Selected excerpt:
The new tax code provision is modeled after the Freedom 2 Save plan from Abbott Laboratories, which was approved by an IRS private letter ruling. 

Abbott pioneered matching student loan payments as contributions to retirement plans in 2018. Abbott’s plan contributes 5% of employee’s salary into a 401(k) plan if they are putting at least 2% of their salary toward student loan payments. 

With the restart of repayment on September 1, 2023, borrowers are worried about repaying their student loans and more companies are looking to offer some kind of student loan payment benefit. 

Abbott says that their plan had a big impact on the number of employees who are saving for retirement. 

Diego Martinez, Divisional Vice President, Benefits and Wellness, Abbott said, “Freedom 2 Save has played a critical role in employee recruitment and retention. Prospective employees see the program as an alluring workplace benefit, and current employees say it makes them feel that we care about them as people, not just workers.”

According to an Abbott survey, more than half of survey respondents (54%) said that a student loan repayment benefit would have a significant impact on their decision if choosing between multiple job offers.

Data:

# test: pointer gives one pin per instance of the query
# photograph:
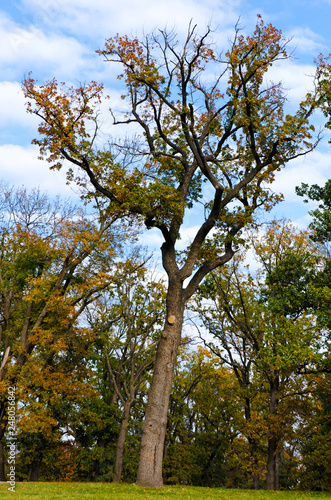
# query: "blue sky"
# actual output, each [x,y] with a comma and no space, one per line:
[58,38]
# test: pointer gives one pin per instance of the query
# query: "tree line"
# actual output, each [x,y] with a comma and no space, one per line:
[95,344]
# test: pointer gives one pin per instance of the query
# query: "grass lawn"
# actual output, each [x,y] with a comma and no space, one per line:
[103,491]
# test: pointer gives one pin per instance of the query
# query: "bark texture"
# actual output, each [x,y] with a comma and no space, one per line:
[154,427]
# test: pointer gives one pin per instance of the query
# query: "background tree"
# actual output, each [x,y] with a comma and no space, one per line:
[219,143]
[55,260]
[264,328]
[127,323]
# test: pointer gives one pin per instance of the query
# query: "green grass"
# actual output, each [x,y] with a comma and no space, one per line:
[103,491]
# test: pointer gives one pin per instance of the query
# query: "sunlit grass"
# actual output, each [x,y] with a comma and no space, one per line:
[51,491]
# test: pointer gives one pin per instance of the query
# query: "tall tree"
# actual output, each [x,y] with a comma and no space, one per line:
[216,142]
[265,329]
[55,260]
[127,321]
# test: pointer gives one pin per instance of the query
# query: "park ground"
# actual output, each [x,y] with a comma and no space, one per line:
[103,491]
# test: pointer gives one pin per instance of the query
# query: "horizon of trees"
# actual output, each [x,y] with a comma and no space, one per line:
[95,345]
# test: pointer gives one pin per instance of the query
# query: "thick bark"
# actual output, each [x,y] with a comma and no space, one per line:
[35,468]
[2,463]
[272,470]
[272,482]
[154,426]
[121,442]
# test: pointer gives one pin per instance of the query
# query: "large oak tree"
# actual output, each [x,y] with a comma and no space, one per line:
[213,134]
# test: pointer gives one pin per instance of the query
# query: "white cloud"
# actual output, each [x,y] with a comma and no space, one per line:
[20,166]
[107,18]
[25,49]
[12,105]
[305,40]
[312,169]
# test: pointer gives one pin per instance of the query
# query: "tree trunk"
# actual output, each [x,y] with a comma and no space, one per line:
[2,463]
[121,441]
[35,468]
[272,461]
[154,426]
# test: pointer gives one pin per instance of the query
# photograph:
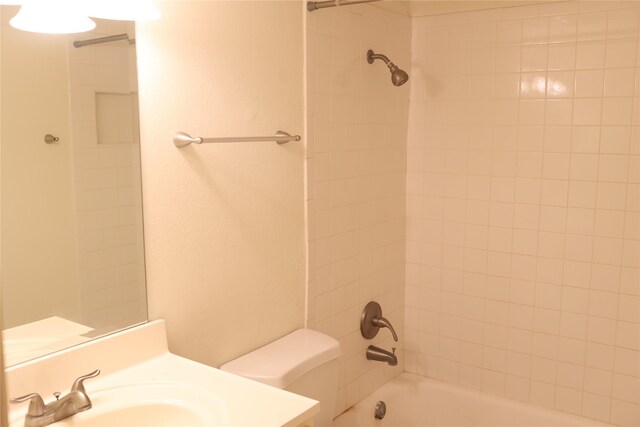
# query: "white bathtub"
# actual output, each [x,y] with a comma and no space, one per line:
[414,401]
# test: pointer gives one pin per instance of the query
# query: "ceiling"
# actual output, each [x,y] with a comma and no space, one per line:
[437,7]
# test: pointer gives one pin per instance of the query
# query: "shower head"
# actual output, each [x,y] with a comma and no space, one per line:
[398,76]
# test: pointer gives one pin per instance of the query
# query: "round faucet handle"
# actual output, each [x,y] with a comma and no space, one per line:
[36,404]
[78,385]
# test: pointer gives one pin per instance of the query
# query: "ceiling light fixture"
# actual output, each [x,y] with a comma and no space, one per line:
[52,17]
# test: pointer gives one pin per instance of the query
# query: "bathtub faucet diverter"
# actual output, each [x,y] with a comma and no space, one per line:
[381,355]
[371,321]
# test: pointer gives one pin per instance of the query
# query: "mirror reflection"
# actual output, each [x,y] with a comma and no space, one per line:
[72,256]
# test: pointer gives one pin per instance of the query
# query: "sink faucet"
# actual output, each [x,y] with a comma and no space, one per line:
[40,415]
[381,355]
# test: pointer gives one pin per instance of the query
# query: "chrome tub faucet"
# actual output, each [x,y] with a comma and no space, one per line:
[381,355]
[40,415]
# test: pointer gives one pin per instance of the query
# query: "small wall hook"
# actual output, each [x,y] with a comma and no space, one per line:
[50,139]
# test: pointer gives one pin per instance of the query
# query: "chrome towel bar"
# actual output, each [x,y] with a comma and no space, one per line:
[182,139]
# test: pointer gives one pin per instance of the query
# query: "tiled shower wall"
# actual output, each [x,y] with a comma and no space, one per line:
[356,138]
[523,214]
[107,181]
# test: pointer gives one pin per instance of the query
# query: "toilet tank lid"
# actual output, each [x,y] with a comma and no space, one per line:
[285,360]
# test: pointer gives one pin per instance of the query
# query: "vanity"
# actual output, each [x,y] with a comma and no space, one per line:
[141,383]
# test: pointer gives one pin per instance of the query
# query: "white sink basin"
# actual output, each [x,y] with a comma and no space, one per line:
[158,404]
[150,415]
[152,405]
[143,385]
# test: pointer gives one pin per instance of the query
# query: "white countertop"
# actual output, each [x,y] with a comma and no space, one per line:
[137,359]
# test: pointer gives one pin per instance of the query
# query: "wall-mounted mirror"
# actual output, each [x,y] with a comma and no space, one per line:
[71,254]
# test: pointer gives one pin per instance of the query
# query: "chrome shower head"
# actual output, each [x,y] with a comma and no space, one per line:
[398,76]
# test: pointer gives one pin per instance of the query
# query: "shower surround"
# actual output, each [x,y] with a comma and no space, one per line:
[522,274]
[515,260]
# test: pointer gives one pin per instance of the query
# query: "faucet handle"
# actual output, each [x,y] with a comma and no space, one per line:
[36,404]
[78,385]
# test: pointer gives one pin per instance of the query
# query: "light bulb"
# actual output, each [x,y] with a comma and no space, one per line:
[52,17]
[124,10]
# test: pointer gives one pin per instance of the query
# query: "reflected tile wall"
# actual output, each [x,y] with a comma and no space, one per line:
[523,214]
[356,142]
[107,185]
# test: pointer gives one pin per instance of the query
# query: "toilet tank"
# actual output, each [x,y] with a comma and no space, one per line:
[304,362]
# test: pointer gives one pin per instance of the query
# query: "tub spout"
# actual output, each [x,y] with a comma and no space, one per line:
[381,355]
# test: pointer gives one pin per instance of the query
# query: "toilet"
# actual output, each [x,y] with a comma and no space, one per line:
[304,362]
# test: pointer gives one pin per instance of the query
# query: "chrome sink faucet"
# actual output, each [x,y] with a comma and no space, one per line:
[40,415]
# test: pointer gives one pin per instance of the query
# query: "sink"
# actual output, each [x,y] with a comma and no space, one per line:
[151,415]
[151,405]
[148,405]
[142,384]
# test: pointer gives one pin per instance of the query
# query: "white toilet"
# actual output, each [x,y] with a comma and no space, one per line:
[304,362]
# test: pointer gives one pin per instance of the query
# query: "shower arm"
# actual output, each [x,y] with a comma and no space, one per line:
[373,56]
[315,5]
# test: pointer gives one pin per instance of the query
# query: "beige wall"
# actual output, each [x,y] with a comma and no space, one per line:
[224,223]
[357,123]
[38,257]
[523,262]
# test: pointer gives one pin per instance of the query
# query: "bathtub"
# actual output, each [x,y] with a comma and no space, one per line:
[414,401]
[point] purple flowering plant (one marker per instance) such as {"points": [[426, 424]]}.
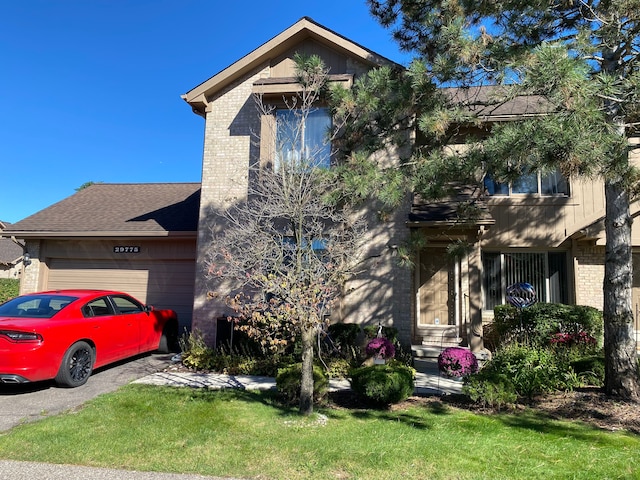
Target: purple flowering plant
{"points": [[457, 362], [569, 339], [381, 347]]}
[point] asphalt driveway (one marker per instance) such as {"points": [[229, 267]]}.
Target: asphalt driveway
{"points": [[28, 402]]}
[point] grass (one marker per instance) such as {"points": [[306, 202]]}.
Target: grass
{"points": [[249, 435]]}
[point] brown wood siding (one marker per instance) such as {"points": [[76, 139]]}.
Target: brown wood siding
{"points": [[530, 221]]}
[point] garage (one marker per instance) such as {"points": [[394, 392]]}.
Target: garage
{"points": [[165, 284], [136, 238]]}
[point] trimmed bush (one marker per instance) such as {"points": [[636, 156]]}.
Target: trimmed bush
{"points": [[289, 381], [9, 288], [532, 370], [590, 370], [380, 348], [537, 324], [383, 384], [371, 331], [491, 389]]}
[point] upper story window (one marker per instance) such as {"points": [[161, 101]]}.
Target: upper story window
{"points": [[302, 139], [529, 184]]}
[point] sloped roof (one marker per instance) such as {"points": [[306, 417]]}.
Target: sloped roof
{"points": [[107, 209], [492, 102], [303, 29]]}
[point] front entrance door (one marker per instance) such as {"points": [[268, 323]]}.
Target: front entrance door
{"points": [[438, 318], [435, 287]]}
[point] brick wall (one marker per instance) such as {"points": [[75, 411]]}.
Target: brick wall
{"points": [[589, 276], [232, 122]]}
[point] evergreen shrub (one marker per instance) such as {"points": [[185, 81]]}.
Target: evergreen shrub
{"points": [[383, 384], [532, 370], [537, 324], [9, 288], [490, 389]]}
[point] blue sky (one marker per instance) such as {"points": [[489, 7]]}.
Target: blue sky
{"points": [[90, 89]]}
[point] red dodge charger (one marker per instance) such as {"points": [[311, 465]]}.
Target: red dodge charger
{"points": [[65, 334]]}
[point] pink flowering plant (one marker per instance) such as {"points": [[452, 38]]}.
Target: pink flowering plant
{"points": [[381, 347], [457, 362], [570, 339]]}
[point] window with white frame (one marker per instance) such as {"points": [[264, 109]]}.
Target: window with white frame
{"points": [[529, 184], [302, 139], [546, 271]]}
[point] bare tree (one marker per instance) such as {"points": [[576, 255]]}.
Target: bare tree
{"points": [[286, 251]]}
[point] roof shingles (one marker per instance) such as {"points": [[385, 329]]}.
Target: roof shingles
{"points": [[119, 208]]}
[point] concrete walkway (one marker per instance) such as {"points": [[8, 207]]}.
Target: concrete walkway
{"points": [[428, 380]]}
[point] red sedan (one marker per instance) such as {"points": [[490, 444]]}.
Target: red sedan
{"points": [[65, 334]]}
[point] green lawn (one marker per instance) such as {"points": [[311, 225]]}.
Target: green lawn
{"points": [[247, 434]]}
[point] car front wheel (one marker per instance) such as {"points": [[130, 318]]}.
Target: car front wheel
{"points": [[77, 365]]}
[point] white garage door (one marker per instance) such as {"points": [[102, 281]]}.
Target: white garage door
{"points": [[163, 284]]}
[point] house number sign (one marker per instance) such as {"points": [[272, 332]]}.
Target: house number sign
{"points": [[126, 249]]}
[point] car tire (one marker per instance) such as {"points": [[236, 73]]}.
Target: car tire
{"points": [[169, 339], [76, 366]]}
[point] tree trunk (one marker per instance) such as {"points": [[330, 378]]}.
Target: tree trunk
{"points": [[621, 359], [306, 385]]}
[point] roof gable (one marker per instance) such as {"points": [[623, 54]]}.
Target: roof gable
{"points": [[103, 209], [302, 34]]}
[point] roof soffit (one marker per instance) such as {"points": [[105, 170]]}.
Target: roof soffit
{"points": [[304, 29]]}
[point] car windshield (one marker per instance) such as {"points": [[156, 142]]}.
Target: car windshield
{"points": [[35, 306]]}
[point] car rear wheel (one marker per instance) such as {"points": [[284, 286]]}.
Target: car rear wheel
{"points": [[77, 365]]}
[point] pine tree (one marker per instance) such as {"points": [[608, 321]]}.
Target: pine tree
{"points": [[578, 58]]}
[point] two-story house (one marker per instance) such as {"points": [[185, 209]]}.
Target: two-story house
{"points": [[543, 230]]}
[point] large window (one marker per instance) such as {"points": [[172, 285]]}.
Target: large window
{"points": [[546, 271], [529, 184], [303, 140]]}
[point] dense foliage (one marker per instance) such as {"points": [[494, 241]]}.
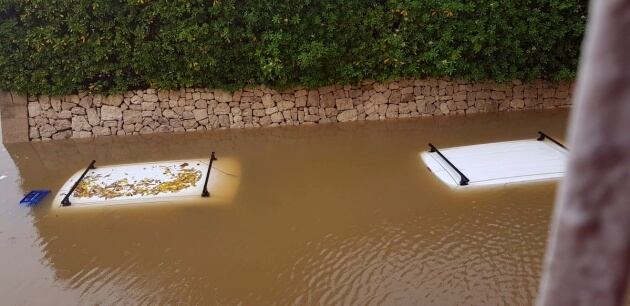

Exercise set:
1. From the Abbott student loan passage, return everything from "With the restart" down to "loan payment benefit." with no changes.
2. Render this sentence from the Abbott student loan passage in Spanish: "Abbott says that their plan had a big impact on the number of employees who are saving for retirement."
3. Use the Abbott student loan passage to answer these questions.
(a) In what year did Abbott begin matching student loan payments as contributions to retirement plans?
(b) On what date did student loan repayment restart?
(c) What percentage of respondents to the Abbott survey said a student loan repayment benefit would significantly affect their choice among multiple job offers?
The entries come from a different source than the text.

Responses per task:
1.
With the restart of repayment on September 1, 2023, borrowers are worried about repaying their student loans and more companies are looking to offer some kind of student loan payment benefit.

2. Abbott afirma que su plan tuvo un gran impacto en el número de empleados que ahorran para la jubilación.

3.
(a) 2018
(b) September 1, 2023
(c) 54%